Each of the stars you see highlighted by a green circle has at least one planet. These are other worlds orbiting distant stars!

Astronomers have only recently been able to detect these planets. The problem is that a planet is much fainter than its parent star—less than a billionth as bright. Even the largest and brightest of these exoplanets gets lost in the glare of its star.

Luckily, there are indirect ways of detecting exoplanets by measuring the effects a planet has on its star. One is to detect the gravitational tug of a planet as it orbits its parent star, which makes the star sway back and forth. Another method is to detect the dimming that occurs when a planet passes between a star and an observer back on Earth.

Since planets don't emit their own light, it's hard to detect them optically. Missions, such as Kepler, use advanced technologies to detect Earth-sized planets directly. Perhaps one day we will be able to see the surface of a world orbiting a distant star!

Let us take a closer look at some of the methods that have proved successful for detecting planets around other stars.

▸ **Material shown**
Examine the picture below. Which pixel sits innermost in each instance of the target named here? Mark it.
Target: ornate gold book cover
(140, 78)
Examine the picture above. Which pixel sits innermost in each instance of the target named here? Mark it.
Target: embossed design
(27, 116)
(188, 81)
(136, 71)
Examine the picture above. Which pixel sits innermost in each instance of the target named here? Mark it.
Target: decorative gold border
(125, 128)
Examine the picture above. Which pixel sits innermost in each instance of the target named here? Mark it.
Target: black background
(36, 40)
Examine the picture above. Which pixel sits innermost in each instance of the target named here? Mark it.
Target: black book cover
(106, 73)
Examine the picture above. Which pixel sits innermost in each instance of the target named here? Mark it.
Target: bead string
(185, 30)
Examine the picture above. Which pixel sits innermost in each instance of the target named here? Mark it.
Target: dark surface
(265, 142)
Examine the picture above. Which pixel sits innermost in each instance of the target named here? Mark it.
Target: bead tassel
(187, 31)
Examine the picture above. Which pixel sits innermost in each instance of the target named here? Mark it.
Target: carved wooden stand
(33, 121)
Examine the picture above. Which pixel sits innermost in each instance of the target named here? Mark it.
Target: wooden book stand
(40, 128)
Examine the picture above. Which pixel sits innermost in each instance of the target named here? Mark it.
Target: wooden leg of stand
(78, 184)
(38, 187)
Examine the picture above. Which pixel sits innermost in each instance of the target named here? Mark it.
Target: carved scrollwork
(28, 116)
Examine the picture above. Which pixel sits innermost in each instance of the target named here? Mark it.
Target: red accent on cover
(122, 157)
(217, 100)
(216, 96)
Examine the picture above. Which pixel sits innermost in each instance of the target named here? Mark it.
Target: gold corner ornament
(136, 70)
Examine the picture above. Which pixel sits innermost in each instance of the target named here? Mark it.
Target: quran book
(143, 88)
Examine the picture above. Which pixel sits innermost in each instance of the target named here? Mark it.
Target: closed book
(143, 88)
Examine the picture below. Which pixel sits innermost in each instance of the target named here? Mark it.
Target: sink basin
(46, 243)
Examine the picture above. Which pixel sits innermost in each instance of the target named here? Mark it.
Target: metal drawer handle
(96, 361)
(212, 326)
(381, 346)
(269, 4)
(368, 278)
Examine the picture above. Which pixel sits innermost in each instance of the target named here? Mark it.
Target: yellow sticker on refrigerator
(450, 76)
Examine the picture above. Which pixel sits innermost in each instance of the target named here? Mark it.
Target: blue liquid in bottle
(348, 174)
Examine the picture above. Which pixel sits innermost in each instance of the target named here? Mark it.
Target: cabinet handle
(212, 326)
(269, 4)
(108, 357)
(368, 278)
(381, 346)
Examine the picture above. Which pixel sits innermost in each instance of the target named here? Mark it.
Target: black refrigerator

▸ **Task item A**
Answer from the exoplanet text:
(i) Compared with its parent star, how bright is a planet?
(ii) What does a planet's gravitational tug make its star do?
(iii) Which mission is named?
▸ **Task item B**
Print everything in the exoplanet text from "Astronomers have only" down to "of its star.".
The lines have no connection to the exoplanet text.

▸ **Response A**
(i) Less than a billionth as bright.
(ii) Sway back and forth.
(iii) Kepler.

▸ **Response B**
Astronomers have only recently been able to detect these planets. The problem is that a planet is much fainter than its parent star—less than a billionth as bright. Even the largest and brightest of these exoplanets gets lost in the glare of its star.